• WHAT YOU ARE ASKED TO DO: Reproduce all of the material below with every occurrence of "instance" changed to "occurrence" and nothing else altered. Omit the pictures from your answer.

Rows from a dataset
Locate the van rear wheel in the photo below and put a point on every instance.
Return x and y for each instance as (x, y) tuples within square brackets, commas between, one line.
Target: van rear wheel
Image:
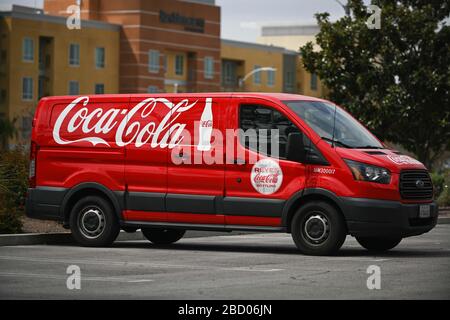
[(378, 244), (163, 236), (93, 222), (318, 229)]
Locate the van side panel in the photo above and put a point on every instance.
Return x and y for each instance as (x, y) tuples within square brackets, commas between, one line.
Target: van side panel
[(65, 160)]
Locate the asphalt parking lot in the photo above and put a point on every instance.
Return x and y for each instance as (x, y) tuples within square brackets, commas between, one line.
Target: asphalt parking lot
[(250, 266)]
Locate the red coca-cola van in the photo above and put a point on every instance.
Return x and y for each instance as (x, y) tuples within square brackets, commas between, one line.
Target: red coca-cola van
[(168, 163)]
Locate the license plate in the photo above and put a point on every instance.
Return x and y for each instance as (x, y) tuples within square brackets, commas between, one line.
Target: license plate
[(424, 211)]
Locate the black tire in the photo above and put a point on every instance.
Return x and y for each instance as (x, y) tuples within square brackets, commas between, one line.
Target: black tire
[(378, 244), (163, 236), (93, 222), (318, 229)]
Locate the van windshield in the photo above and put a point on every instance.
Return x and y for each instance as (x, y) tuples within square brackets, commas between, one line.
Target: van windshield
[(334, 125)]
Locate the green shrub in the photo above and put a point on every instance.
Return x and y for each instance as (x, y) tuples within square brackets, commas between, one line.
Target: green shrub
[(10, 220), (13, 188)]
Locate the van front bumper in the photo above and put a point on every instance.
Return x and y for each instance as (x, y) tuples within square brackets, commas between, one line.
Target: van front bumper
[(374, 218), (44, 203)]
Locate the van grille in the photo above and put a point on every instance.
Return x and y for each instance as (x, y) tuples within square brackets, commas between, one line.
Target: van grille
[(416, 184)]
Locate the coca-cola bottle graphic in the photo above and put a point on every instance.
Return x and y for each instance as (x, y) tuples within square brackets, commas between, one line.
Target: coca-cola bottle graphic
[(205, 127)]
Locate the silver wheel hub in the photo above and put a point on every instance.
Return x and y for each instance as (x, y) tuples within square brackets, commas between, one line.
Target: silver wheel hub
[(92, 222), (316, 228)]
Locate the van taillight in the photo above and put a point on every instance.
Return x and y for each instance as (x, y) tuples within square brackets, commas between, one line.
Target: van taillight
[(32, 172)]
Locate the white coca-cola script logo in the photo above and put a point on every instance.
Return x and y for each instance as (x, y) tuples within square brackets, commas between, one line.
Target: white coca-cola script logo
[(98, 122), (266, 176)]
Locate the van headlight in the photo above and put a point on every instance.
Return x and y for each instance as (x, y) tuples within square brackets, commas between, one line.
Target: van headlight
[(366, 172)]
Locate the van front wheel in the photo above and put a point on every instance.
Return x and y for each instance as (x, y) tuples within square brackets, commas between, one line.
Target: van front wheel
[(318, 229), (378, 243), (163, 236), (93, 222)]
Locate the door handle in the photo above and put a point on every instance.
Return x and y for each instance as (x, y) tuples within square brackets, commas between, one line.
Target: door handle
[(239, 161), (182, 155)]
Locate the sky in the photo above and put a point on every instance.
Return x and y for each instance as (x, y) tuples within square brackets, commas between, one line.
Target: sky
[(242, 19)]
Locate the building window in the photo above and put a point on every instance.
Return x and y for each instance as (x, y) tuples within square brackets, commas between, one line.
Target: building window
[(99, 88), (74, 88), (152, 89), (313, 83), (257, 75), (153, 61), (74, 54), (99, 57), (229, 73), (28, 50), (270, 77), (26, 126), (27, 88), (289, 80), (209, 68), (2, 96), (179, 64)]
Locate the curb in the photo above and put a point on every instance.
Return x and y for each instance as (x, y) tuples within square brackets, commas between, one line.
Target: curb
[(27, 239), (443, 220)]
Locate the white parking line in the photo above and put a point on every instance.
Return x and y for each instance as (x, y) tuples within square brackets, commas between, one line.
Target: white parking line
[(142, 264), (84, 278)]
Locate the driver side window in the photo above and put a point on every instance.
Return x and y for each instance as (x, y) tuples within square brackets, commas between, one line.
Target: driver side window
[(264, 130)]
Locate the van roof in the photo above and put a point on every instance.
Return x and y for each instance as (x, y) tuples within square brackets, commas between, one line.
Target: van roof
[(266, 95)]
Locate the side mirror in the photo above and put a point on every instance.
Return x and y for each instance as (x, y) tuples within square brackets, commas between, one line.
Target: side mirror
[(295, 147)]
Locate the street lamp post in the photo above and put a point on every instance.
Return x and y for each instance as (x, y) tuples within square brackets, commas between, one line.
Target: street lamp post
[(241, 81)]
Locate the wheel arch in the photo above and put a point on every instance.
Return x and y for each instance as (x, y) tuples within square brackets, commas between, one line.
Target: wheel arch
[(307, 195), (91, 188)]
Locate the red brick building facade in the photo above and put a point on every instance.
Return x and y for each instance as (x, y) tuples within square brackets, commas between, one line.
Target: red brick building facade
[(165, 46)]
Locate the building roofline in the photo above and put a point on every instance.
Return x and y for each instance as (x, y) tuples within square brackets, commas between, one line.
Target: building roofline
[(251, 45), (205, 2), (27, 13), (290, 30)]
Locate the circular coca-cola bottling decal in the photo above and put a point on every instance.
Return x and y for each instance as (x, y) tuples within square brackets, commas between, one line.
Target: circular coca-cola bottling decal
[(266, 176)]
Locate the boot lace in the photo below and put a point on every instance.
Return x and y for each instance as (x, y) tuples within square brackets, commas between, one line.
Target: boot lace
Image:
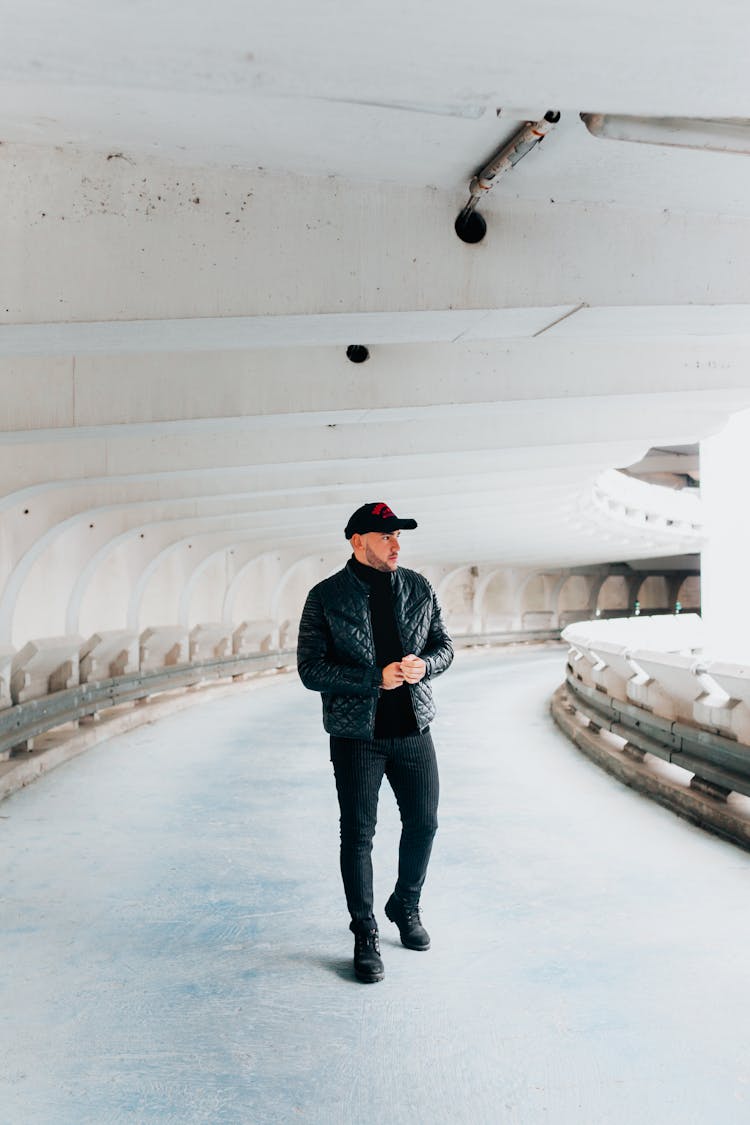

• TASK OUTPUT:
Locate the van rear wheel in the photo below and put a point on every occurrence.
Return x and y for each occurrence as (x, y) tuples within square brackets, commas between, one line.
Target: van rear wheel
Image:
[(378, 244), (163, 236), (93, 222), (318, 229)]
Locate the van side panel in the photo above and put a point on every occurrence.
Return x and y for each occurrence as (x, y) tuples within square brackets, commas between, one line.
Target: van side panel
[(65, 160)]
Locate the asphalt parking lot in the photo above and put a point on every occurrence.
Return x and y for each occurrence as (x, y) tuples within square brackets, commas between, one line.
Target: asphalt parking lot
[(250, 266)]
Locate the red coca-cola van in the photo above and put a point on every occurrence.
Return x and y for each occurrence as (x, y) tuples within square brackets, commas between, one line.
Target: red coca-cola van
[(168, 163)]
Locate the license plate in the photo above and put a point on every occurrence.
Return x and y for each occurrence as (x, y) tuples within square brackets, commas between, one line.
Target: license plate
[(424, 211)]
Locate the black tire in the photo above and put a point on every occurrence.
Return x and y for each occurrence as (x, y) tuples within square brackets, commas between, one line.
Target: black tire
[(378, 244), (163, 236), (93, 222), (318, 229)]
Locate the van windshield in the photo above and put a point on every occurrence.
Return x and y for each occurrence as (x, y) tuples within square brackets, commas between, one line.
Target: van windshield
[(334, 125)]
Locate the green shrub in the photo above and put a point on every occurrence.
Return x and y for each occurrence as (x, y) tuples within square brackets, commas between, one line.
Target: green shrub
[(10, 220), (13, 188)]
Locate the van front bumper in the photo above and put a point on every occurrence.
Return x and y for each occurrence as (x, y) tuples within square brackets, commas between, one line.
Target: van front bumper
[(374, 218), (44, 203)]
Locate the van grille in the photo above and put a point on every occurrence.
Return x and y for each occurrence as (x, y) tuples within square brackets, commas between, one line.
Target: van grille
[(416, 184)]
Locate the coca-cola bottle graphic in the photo above and put a point on every occurrence.
Return x and y for each occurrence as (x, y) tuples within square brackets, commas between, one line.
Target: coca-cola bottle graphic
[(205, 127)]
Locate the silver wheel hub in the photo above and put a point on every occurrence.
Return x and y for each occurrence as (x, y) tuples within square brackets, commas between, one line.
Target: silver wheel hub
[(92, 222), (316, 228)]
Locate the van taillight in the photo above and put a point on every occurrence.
Return x and y for each occurrence as (x, y) tuples within square brackets, commas between, one line.
Target: van taillight
[(32, 172)]
Locate the white coca-cola script logo in the photo above and put a point on every occurrence.
Return x and y for each occurrence as (x, y) tuples within square brackets, commas between, one line.
Target: white coca-cola script logo
[(98, 122), (266, 176)]
Locate the van headlight in the photo above and put a point on every occurrence.
Return x and y for each occurrence as (x, y) tuples within square brackets, commas between, one line.
Target: van headlight
[(366, 172)]
Locate the van front wheel in the photo above and put a point on every occurrence.
Return x and y for each occurrence as (x, y) tuples within square brackets, commas between, one line.
Target: van front wheel
[(318, 229), (378, 243), (163, 236), (93, 222)]
Locate the door handle in the photo above and put a point on every occurrence.
Return x and y for each occurrence as (x, y) tuples within square brackets, commas between, one line.
Target: door handle
[(239, 161), (182, 155)]
Locate the sky in the photo above and put a point on every occurrence.
Return x and y for each occurrence as (x, y) tuples within square brackets, commas between, one line.
Target: sky
[(242, 19)]
Locate the building window in the photo above and put a point on every occurrence.
Return x and y for each occurrence as (x, y) tuples within square brackets, commas between, one line.
Target: building window
[(99, 88), (74, 88), (152, 89), (313, 83), (257, 75), (153, 61), (74, 54), (99, 57), (229, 73), (28, 50), (270, 77), (26, 126), (27, 88), (289, 80), (209, 68), (2, 96), (179, 64)]
Locate the curb in the photo above and put a point on every occurrence.
Return x and y for each occurrence as (x, y) tuples within square brackets, commas between, one line.
Target: curb
[(27, 239), (443, 220)]
Locate the white parking line in the photo above and put a point on every occurrence.
Return x and y for each occurrence as (x, y) tuples within square brackets, commas between, one line.
Target: white parking line
[(142, 264), (84, 278)]
Locate the driver side window in the photo above and put a point on every occurrence.
Return x and y for each occurrence as (x, y) tuples within square brackets, commas between, one line.
Target: driver side window
[(264, 130)]
Locate the van roof in the photo above and put a point on every occurrence.
Return x and y for each occurrence as (x, y) tuples within square brackets, commas between, one line.
Target: van roof
[(266, 95)]
Locate the side mirror in the photo above and put a point on every occurrence.
Return x and y for each occurrence as (x, y) tuples within square brackets, commas between, one line.
Target: side mirror
[(295, 147)]
Locate the street lamp post in the photo above and put a point on every occurrence.
Return x and y for each occurrence as (x, y) tuples within square brackets, commas between, one line.
Target: street lamp post
[(241, 81)]
Locate the wheel arch in the photo above and put a point on every occurrence.
Return x and y for each occurrence as (x, y) tuples within square brackets, commas between, one line.
Target: wheel arch
[(307, 195), (91, 188)]
Locate the red brick building facade in the photo above and put a point on every occurrence.
Return x and y for each occurrence as (x, y) tuples within square brackets, commas between, one line.
Target: red brick building facade
[(165, 46)]
Locate the building roofline in the photo above and put a point on every occurrence.
Return x and y for each occurrence as (x, y) tuples within square brackets, commas between, one line.
Target: building roofline
[(251, 45), (205, 2), (27, 13), (290, 30)]
Locate the circular coca-cola bottling decal in the photo above and put a point on every occurrence.
Return x and y for each occurrence as (x, y) tuples within square brackets, commas between, one line.
Target: circular coca-cola bottling decal
[(266, 176)]
Locate the boot lace in the photo below and put a point on every occurrence.
Return x and y for each occurrence as (x, y) tuples within square brackets, commas between, one line.
Target: boot lace
Image:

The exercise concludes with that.